Quote, word for word, the rows from the line containing "I need you to locate the closet" through the line containing "[0,0,640,480]", with both of those lines included.

**Dataset excerpts:**
-=-=-=-=-

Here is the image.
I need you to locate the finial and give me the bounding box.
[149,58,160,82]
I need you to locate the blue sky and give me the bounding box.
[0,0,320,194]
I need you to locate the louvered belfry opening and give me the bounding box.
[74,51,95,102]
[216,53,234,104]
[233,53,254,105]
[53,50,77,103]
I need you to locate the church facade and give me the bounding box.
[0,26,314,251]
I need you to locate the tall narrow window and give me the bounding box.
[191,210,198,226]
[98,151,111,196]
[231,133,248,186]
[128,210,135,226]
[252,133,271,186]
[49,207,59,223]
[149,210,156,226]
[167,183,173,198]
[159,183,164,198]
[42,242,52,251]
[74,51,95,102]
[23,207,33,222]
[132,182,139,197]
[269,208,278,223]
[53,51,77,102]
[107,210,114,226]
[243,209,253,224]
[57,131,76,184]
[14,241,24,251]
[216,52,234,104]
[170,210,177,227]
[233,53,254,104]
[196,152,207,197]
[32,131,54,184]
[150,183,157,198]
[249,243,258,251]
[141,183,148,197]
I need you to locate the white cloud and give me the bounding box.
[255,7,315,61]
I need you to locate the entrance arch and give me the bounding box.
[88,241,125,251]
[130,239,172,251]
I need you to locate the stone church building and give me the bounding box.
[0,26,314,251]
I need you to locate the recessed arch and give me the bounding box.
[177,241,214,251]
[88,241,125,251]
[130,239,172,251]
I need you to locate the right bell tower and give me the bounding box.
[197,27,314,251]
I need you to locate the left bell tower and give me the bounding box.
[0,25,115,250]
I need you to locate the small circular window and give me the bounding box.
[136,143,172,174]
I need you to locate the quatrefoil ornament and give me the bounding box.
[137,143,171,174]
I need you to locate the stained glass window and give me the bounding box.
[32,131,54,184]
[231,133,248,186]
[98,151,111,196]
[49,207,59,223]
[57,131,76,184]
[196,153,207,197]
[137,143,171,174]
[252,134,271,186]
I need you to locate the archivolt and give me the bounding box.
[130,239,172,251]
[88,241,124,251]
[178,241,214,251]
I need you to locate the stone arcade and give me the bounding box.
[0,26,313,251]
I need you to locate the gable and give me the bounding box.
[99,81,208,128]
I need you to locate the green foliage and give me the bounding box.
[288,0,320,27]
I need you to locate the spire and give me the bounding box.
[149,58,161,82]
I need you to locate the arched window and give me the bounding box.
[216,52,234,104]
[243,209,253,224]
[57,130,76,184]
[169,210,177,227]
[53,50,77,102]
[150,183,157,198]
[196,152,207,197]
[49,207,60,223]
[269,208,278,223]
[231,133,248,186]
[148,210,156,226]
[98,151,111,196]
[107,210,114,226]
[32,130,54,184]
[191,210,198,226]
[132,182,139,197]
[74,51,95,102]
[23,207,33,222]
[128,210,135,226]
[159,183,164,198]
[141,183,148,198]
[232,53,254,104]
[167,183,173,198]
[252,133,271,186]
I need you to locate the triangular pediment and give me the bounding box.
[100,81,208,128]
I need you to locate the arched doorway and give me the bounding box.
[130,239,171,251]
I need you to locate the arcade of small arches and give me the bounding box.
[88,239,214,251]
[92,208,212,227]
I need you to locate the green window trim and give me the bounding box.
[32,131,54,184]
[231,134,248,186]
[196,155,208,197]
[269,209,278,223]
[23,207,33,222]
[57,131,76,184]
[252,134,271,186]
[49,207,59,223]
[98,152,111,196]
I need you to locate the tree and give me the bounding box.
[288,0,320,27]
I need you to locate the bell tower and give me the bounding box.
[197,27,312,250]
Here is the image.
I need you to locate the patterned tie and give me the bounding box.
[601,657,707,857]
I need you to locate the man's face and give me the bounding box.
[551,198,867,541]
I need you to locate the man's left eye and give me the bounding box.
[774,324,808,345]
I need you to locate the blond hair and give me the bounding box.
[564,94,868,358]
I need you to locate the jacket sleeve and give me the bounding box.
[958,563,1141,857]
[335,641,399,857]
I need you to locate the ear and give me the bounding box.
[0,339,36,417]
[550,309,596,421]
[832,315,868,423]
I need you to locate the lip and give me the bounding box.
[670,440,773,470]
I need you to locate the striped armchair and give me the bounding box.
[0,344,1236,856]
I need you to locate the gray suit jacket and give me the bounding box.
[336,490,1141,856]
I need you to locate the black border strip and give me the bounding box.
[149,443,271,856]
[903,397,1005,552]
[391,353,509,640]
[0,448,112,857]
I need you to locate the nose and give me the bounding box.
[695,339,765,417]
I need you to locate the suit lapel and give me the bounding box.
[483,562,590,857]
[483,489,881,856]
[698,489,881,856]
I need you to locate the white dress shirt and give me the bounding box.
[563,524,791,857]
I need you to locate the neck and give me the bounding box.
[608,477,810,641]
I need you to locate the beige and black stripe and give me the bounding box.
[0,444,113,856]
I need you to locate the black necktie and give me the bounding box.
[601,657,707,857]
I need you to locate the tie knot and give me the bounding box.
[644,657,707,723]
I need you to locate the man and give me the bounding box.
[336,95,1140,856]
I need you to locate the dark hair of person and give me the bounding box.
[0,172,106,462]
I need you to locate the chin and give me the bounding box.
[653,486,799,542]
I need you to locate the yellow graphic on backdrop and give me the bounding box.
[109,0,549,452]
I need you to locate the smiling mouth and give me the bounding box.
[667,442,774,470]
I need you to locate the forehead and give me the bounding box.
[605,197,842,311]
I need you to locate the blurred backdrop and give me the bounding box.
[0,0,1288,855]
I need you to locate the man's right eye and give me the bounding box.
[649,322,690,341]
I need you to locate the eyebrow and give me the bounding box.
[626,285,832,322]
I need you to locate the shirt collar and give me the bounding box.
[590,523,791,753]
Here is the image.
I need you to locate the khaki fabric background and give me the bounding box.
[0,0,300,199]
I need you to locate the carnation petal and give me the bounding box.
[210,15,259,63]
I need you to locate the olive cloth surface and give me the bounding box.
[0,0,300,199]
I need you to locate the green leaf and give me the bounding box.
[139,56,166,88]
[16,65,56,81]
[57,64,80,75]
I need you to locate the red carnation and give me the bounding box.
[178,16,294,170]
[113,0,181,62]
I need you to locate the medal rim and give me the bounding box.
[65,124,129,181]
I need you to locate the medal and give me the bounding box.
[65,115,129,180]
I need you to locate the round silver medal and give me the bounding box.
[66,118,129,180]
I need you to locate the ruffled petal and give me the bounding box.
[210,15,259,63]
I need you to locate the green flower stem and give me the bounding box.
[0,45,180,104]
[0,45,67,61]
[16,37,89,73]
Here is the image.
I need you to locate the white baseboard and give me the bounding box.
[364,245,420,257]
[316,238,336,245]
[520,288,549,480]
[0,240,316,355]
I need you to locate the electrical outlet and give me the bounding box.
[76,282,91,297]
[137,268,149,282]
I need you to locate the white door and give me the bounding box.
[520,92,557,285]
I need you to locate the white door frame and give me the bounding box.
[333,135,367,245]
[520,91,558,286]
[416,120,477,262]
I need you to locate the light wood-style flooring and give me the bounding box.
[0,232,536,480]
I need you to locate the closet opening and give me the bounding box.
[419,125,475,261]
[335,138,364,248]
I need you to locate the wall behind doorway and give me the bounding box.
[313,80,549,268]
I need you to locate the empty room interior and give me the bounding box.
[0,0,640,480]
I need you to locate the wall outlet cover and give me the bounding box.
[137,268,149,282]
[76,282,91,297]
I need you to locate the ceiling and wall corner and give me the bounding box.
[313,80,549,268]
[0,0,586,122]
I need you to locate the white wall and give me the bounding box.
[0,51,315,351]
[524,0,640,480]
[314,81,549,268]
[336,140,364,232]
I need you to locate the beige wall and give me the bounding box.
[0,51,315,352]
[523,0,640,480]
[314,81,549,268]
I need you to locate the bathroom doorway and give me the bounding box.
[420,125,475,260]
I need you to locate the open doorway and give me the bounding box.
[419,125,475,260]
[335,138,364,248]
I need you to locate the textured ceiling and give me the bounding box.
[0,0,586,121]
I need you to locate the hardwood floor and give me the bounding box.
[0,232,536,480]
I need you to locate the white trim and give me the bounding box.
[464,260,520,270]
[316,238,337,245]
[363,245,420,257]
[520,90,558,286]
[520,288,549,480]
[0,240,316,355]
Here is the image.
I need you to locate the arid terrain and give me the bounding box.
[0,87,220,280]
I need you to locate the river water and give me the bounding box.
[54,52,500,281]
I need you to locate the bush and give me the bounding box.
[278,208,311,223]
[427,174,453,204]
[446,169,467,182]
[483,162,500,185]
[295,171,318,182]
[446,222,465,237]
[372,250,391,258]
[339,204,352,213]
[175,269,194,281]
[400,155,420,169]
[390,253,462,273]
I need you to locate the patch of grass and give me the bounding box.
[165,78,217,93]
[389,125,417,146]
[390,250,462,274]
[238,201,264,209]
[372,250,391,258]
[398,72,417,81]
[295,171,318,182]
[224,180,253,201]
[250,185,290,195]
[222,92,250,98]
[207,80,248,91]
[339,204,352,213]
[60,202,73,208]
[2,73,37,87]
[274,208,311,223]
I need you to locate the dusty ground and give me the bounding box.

-=-=-=-=-

**Answer to the exercise:**
I need you to locate the closet opening and give me the bounding box.
[419,125,475,261]
[335,138,364,248]
I need you to locate the wall behind doorway and give me the bounding box.
[313,80,549,268]
I need you to locate the empty room interior and give me the bounding box.
[0,0,640,480]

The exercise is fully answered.